━━ TEKS BACAAN ━━

Soal: Mohon dijelaskan mengenai wanita hamil dan menyusui apakah
jika mereka tidak berpuasa wajib mengqadha’ puasanya ? sebab saya confuse
mengatakan wajib mengganti puasa dan juga membayar fidyah, namun juga
ada yang mengatakan wajib mengganti dengan berpuasa saja, yang manakah yang
benar ?
Jawab: Para ulama berbeda pendapat
dalam masalah ini.
Sebagian ulama
berpendapat bahwa wanita hamil dan menyusui jika tidak
berpuasa dikenakan ketentuan membayar fidyah dan membayar puasa. Namun pendapat
tersebut mempunyai kelemahan yang mendasar dan bertentangan dengan prinsip
keadilan syari’ah;
- Pertama;
Orang hamil atau menyusui tidak berpuasa bukan atas dasar suka-suka, mereka tidak berpuasa sebab adanya uzur (berkaitan dengan kesehatan dirinya dan bayi yang dikandungnya), sedangkan
kaedah fiqh yang dibina oleh para ulama adalah; "Al-masyaqqah tajlibu at-taisir" (keadaan berat menarik datangnya kemudahan).
- Kedua;
Sungguh tidak adil jika orang yang sengaja tidak puasa dengan tanpa uzur, hanya
dibebani membayar hutang puasanya dengan tanpa dibebani fidyah.
Atau
orang yang bepergian (di mana kondisi saat ini sangat nyaman sehingga tidak
terasa berat), cukup dibebani membayar hutang puasa tanpa harus membayar fidyah.
Sedangkan
wanita hamil dan menyusui yang tidak berpuasaa disebabkan adanya uzur, dikenai beban
tambahan yakni membayar fidyah disamping wajib membayar hutang puasanya.
Yang Arjah (Paling Benar) Dalam Masalah Hukum Puasa Bagi Perempuan Hamil Dan Menyusui
:
Pendapat
saya, yang arjah (paling kuat dan benar) dan sesuai dengan dalil serta prinsip
keadilan syari’at berkaitan dengan kewajiban perempuan hamil dan menyusui
adalah; Mereka boleh tidak berpuasa dan sebagai gantinya salah satu dari dua
pilihan berikut :
1.

━━━
━━ DATA YANG DITAMPILKAN ━━

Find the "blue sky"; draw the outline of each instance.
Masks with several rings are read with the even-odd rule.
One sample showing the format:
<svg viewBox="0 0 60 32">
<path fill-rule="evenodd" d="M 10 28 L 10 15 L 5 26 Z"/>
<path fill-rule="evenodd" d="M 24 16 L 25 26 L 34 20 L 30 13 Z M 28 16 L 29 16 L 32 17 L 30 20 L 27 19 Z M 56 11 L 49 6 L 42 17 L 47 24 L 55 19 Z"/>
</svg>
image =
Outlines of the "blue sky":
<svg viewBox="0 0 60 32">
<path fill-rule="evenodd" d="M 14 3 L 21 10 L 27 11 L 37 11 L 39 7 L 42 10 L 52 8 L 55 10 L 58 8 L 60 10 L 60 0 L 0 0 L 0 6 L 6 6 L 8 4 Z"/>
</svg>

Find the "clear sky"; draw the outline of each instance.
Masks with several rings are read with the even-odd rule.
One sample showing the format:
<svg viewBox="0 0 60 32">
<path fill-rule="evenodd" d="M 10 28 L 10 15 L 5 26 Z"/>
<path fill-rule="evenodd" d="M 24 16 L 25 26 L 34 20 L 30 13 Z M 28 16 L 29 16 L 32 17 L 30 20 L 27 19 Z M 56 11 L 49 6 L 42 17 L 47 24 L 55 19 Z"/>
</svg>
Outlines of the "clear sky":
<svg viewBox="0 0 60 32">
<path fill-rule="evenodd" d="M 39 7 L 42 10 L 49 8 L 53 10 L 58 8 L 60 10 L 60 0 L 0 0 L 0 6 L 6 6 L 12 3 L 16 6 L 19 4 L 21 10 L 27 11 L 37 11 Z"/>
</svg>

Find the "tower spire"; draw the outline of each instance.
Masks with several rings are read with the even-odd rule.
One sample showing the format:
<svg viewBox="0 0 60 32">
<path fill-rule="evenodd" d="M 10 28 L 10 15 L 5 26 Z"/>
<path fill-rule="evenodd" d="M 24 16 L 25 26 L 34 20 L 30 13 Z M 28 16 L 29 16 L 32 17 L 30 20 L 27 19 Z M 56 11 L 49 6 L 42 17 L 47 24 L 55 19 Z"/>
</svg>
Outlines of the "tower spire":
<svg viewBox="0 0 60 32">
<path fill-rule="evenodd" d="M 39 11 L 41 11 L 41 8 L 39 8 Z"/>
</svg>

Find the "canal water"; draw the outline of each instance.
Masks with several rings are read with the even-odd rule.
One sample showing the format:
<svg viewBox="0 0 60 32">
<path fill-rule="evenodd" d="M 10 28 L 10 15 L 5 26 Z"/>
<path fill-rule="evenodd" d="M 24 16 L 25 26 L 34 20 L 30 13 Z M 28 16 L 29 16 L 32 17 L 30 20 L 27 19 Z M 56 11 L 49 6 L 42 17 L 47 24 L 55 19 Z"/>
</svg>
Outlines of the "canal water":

━━━

KUMPULAN TUGAS:
1) Tentukan apakah setiap pernyataan berikut sesuai dengan teks bacaan tentang puasa wanita hamil dan menyusui. Jawab ya atau tidak, lalu kutip kata-kata penentu dari teks. (a) Para ulama sepakat dalam masalah ini. (b) Kaidah "Al-masyaqqah tajlibu at-taisir" diartikan sebagai keadaan berat menarik datangnya kemudahan. (c) Orang yang bepergian cukup dibebani membayar hutang puasa tanpa harus membayar fidyah.
2) Tuliskan setiap baris data yang memuat kata "tower", dengan memperhatikan perbedaan huruf besar dan kecil.
Baris-baris data tidak ada hubungannya dengan teks bacaan.

JAWABAN TUGAS:
1)
(a) Tidak: "Para ulama berbeda pendapat"
(b) Ya: "(keadaan berat menarik datangnya kemudahan)"
(c) Ya: "cukup dibebani membayar hutang puasa tanpa harus membayar fidyah"

2)
Find the "tower spire"; draw the outline of each instance.
Outlines of the "tower spire":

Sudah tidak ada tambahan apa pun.